■ **CONSIGNE 1**
Traduisez en anglais la phrase suivante, tirée du texte fourni : « Notre propos ici n'est pas de nier l'ignoble tuerie commise par le Hamas, mais de questionner l'absence de mise en contexte dans laquelle s'est produit cet événement. »
■ **CONSIGNE 2**
D'après le texte fourni, combien de victimes l'attentat du Hamas du 7 octobre a-t-il faites ?
■ **CONSIGNE 3**
Transcrivez fidèlement le passage du texte fourni qui va de « Cette guerre contre » jusqu'à « Égypte ou ailleurs. », ces derniers mots compris.

■ **TEXTE FOURNI**
···

Israël - Palestine : la fabrique du consentement occidental

25 octobre 2025 | Anne Latendresse

Depuis le 7 octobre, Israël poursuit de façon incessante ses bombardements, ses frappes de missiles et ses attaques ciblées contre des hôpitaux, des écoles, des universités et des résidences au vu et au su du monde entier. Ces crimes de guerre sont accompagnés d'une rhétorique où Israël se présente comme la victime des Palestinien·nes, ce qui justifie, croit-il, son « droit de se défendre ».

Cette guerre contre Gaza est accompagnée d'un récit repris par les principaux médias occidentaux qui répètent allègrement la version israélienne voulant que tout ait commencé le 7 octobre, lors de l'attentat du Hamas qui a fait un peu plus de 1 200 victimes, essentiellement des civil·es israélien·nes. Notre propos ici n'est pas de nier l'ignoble tuerie commise par le Hamas, mais de questionner l'absence de mise en contexte dans laquelle s'est produit cet événement. Aucun média (ou si peu) n'a rappelé au monde que cet événement s'inscrit dans le cadre d'une occupation militaire et d'un blocus isolant complètement Gaza, et empêchant les Gazaoui·es de circuler, que ce soit pour aller en Cisjordanie, en Égypte ou ailleurs.

···

■ **DONNÉES ENREGISTRÉES**
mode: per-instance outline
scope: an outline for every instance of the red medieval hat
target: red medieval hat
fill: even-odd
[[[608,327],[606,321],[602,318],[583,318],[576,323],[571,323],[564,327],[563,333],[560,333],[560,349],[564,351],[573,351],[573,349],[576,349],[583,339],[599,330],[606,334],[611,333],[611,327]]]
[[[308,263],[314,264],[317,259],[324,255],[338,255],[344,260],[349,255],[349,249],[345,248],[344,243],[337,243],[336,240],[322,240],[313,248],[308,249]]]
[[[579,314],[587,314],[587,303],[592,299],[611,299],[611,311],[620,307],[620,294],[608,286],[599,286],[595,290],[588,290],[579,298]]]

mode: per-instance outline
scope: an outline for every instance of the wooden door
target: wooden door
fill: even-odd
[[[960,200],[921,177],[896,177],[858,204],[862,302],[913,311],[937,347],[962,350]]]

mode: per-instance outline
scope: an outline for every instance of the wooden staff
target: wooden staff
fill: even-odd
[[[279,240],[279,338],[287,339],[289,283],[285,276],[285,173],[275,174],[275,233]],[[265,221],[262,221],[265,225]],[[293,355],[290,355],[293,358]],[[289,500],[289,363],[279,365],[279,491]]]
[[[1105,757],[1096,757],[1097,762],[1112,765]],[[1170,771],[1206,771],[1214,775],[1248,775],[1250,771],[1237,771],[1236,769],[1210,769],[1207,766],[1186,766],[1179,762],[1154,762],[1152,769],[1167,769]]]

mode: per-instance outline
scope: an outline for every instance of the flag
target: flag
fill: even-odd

···

■ **RÉPONSE ATTENDUE 1**
Our purpose here is not to deny the despicable killing committed by Hamas, but to question the failure to place this event in the context in which it occurred.

■ **RÉPONSE ATTENDUE 2**
Un peu plus de 1 200 victimes, essentiellement des civil·es israélien·nes.

■ **RÉPONSE ATTENDUE 3**
Cette guerre contre Gaza est accompagnée d'un récit repris par les principaux médias occidentaux qui répètent allègrement la version israélienne voulant que tout ait commencé le 7 octobre, lors de l'attentat du Hamas qui a fait un peu plus de 1 200 victimes, essentiellement des civil·es israélien·nes. Notre propos ici n'est pas de nier l'ignoble tuerie commise par le Hamas, mais de questionner l'absence de mise en contexte dans laquelle s'est produit cet événement. Aucun média (ou si peu) n'a rappelé au monde que cet événement s'inscrit dans le cadre d'une occupation militaire et d'un blocus isolant complètement Gaza, et empêchant les Gazaoui·es de circuler, que ce soit pour aller en Cisjordanie, en Égypte ou ailleurs.